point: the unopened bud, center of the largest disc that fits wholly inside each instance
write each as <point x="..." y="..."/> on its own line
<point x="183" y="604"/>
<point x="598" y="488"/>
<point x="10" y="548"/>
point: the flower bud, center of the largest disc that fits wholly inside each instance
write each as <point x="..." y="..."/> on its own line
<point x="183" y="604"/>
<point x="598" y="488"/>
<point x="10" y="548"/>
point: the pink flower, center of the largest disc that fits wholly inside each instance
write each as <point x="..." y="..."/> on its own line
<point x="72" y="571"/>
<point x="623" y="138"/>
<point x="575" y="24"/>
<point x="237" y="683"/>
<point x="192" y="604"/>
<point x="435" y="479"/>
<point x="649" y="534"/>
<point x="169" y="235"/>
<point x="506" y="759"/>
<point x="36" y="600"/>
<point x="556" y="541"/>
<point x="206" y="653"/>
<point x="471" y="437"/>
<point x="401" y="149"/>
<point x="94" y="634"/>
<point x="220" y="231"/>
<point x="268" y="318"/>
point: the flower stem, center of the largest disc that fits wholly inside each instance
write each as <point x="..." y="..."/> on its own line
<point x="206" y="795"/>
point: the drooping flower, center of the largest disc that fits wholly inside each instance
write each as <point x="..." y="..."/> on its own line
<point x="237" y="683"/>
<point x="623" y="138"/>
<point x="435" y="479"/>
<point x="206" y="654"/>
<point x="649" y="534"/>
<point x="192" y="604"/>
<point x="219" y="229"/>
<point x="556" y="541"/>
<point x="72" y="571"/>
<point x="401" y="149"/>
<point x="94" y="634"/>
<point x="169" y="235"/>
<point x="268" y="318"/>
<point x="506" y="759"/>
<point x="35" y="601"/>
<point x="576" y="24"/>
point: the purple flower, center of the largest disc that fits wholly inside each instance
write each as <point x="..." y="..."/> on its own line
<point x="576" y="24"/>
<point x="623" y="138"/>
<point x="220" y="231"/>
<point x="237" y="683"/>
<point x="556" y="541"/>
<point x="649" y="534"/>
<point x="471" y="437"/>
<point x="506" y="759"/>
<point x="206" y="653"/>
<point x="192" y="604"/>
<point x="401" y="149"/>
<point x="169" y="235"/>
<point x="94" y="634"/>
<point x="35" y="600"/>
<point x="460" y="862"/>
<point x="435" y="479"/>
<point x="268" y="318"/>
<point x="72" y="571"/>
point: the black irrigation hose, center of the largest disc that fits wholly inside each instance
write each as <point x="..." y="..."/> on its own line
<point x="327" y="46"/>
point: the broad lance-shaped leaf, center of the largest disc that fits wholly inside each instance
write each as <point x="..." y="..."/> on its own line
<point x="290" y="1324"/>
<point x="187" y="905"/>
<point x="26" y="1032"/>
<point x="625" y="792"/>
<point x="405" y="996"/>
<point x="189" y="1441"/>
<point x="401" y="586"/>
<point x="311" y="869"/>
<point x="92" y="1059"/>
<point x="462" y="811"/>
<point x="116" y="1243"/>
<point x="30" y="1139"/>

· · · · ·

PROBLEM STATEMENT: Retype every entry word for word.

COMPLETED EXERCISE:
point: the unopened bud, center of the largest disc that fits wholly inside each instance
write each as <point x="..." y="..."/> on its own line
<point x="183" y="604"/>
<point x="598" y="488"/>
<point x="10" y="548"/>
point: the flower bud, center of the largest disc that fits wholly inside each instance
write each as <point x="..." y="..."/> on its own line
<point x="183" y="604"/>
<point x="598" y="488"/>
<point x="10" y="548"/>
point: the pink flower, center of the largest disc that fits wholly inside each instance
write each as <point x="..." y="..."/> on its own line
<point x="72" y="571"/>
<point x="623" y="138"/>
<point x="575" y="24"/>
<point x="237" y="683"/>
<point x="192" y="604"/>
<point x="435" y="479"/>
<point x="649" y="534"/>
<point x="169" y="235"/>
<point x="506" y="759"/>
<point x="36" y="600"/>
<point x="556" y="541"/>
<point x="206" y="653"/>
<point x="471" y="437"/>
<point x="401" y="149"/>
<point x="94" y="634"/>
<point x="220" y="231"/>
<point x="268" y="318"/>
point: the flower stem, center of the largest disc that fits wholly inside each instance
write each as <point x="..." y="..."/> on its own line
<point x="206" y="795"/>
point: the drooping flower, center of the largest disc that fits wholly inside each instance
write each as <point x="..." y="..."/> on its own line
<point x="237" y="683"/>
<point x="623" y="138"/>
<point x="435" y="479"/>
<point x="206" y="654"/>
<point x="649" y="534"/>
<point x="192" y="604"/>
<point x="219" y="229"/>
<point x="556" y="541"/>
<point x="72" y="571"/>
<point x="401" y="149"/>
<point x="94" y="634"/>
<point x="169" y="235"/>
<point x="268" y="318"/>
<point x="506" y="759"/>
<point x="35" y="601"/>
<point x="576" y="24"/>
point: the purple flower, center of the largest disc that fits wholly inside each instance
write each as <point x="..." y="..."/> on its own line
<point x="576" y="24"/>
<point x="623" y="138"/>
<point x="220" y="231"/>
<point x="237" y="683"/>
<point x="556" y="541"/>
<point x="649" y="534"/>
<point x="471" y="437"/>
<point x="506" y="759"/>
<point x="206" y="653"/>
<point x="192" y="604"/>
<point x="401" y="149"/>
<point x="169" y="235"/>
<point x="94" y="634"/>
<point x="35" y="600"/>
<point x="460" y="862"/>
<point x="435" y="479"/>
<point x="268" y="318"/>
<point x="72" y="571"/>
point: the black irrigation hose, center of the largest disc that fits wholly inside each instance
write each as <point x="..." y="..."/> on its own line
<point x="327" y="46"/>
point: the broad lance-shaped leaf, center of the largest disc that fits wholly inside each instance
write each as <point x="..." y="..."/> on its own line
<point x="290" y="1324"/>
<point x="187" y="905"/>
<point x="26" y="1032"/>
<point x="625" y="792"/>
<point x="405" y="996"/>
<point x="189" y="1441"/>
<point x="401" y="586"/>
<point x="311" y="869"/>
<point x="92" y="1059"/>
<point x="462" y="811"/>
<point x="116" y="1243"/>
<point x="30" y="1139"/>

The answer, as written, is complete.